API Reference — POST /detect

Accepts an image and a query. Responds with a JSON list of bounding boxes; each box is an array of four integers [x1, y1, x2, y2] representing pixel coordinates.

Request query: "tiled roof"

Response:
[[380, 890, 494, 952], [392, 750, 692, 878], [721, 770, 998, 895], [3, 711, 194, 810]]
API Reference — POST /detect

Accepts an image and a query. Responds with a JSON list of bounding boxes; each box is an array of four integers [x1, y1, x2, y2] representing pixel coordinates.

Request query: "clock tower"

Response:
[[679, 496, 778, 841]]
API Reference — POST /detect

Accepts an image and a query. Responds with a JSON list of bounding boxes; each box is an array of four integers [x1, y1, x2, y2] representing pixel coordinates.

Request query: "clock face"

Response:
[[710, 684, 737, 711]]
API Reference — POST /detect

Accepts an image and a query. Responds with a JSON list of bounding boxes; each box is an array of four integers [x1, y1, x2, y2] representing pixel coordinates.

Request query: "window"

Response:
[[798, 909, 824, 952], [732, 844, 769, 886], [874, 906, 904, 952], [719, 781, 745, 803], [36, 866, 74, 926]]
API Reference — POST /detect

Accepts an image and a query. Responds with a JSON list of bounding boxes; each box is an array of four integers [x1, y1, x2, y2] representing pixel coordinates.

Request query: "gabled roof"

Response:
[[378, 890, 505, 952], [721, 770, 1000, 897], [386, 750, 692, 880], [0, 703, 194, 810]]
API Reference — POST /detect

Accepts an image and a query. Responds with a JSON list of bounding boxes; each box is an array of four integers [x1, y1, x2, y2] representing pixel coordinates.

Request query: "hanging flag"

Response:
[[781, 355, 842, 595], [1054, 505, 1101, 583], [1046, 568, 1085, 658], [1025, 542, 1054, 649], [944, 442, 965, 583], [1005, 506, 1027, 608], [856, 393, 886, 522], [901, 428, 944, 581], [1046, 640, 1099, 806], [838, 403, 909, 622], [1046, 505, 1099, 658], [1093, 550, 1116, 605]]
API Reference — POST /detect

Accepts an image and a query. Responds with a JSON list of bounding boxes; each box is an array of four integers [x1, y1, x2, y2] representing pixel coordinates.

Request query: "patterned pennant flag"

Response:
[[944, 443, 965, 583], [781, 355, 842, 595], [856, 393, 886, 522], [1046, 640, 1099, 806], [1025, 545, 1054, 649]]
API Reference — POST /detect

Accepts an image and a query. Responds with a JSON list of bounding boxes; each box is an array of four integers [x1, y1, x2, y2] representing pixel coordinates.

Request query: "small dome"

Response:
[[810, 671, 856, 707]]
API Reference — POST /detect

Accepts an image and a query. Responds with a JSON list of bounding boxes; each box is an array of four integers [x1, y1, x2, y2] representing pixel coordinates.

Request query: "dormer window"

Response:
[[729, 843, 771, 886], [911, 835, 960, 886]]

==

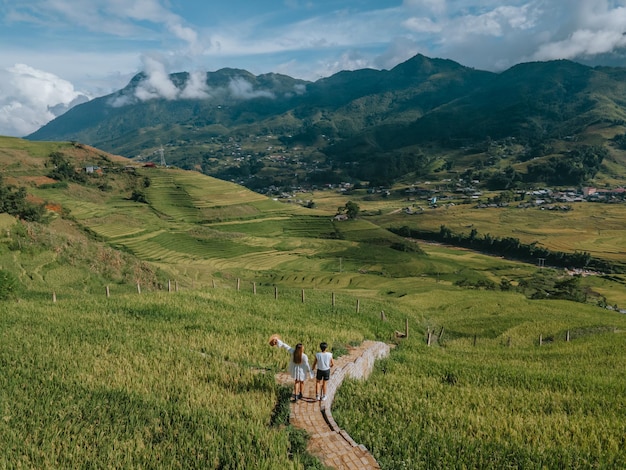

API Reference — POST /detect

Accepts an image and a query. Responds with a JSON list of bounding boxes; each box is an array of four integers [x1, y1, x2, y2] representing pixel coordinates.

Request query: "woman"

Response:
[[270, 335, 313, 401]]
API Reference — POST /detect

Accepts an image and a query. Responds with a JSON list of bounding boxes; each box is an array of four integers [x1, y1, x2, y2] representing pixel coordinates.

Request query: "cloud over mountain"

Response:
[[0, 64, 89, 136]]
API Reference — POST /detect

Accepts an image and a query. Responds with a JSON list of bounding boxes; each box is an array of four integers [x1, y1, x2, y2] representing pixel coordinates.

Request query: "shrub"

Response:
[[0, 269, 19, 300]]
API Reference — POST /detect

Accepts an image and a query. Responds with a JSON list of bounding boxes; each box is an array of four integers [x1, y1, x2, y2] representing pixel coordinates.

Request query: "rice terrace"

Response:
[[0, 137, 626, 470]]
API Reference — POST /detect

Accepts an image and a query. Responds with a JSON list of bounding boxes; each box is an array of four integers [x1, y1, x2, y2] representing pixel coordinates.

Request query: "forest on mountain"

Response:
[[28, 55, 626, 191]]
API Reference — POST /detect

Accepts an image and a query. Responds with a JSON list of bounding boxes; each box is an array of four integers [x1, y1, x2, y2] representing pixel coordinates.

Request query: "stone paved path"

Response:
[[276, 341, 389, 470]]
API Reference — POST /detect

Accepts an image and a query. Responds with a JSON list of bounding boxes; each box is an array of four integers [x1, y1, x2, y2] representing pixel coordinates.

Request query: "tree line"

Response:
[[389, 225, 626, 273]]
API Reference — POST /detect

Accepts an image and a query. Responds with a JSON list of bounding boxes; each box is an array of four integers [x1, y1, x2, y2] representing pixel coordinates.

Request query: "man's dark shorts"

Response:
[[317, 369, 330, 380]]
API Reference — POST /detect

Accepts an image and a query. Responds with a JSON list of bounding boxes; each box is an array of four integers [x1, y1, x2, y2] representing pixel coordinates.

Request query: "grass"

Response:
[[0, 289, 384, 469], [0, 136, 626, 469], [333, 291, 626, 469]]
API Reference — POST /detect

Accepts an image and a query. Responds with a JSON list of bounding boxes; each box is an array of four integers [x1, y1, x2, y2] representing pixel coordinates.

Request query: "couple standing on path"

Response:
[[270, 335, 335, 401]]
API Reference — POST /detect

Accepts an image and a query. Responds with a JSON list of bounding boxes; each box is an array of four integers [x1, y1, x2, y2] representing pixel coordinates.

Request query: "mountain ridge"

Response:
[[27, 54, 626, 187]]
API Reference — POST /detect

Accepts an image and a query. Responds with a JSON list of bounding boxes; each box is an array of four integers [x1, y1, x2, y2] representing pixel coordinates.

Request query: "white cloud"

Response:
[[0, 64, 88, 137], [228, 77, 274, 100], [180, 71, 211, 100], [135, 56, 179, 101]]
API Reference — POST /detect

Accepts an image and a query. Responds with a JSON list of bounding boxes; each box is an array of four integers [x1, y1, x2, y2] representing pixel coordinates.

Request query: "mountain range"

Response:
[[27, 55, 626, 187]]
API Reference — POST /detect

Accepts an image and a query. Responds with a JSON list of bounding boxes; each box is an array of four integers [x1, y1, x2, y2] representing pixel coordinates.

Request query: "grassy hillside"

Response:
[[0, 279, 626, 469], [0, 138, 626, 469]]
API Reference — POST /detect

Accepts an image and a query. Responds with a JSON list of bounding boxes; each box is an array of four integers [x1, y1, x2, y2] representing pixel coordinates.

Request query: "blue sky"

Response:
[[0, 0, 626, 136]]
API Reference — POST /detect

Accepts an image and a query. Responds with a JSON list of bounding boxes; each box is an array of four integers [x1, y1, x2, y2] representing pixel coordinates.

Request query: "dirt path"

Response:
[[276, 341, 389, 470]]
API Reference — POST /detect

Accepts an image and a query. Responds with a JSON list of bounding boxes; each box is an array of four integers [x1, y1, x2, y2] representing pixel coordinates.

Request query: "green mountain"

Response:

## Problem to solve
List every line above that contains the string "clock", copying each of those lines in full. Case counts.

## Worked solution
Request query: "clock tower"
Request query: "clock face"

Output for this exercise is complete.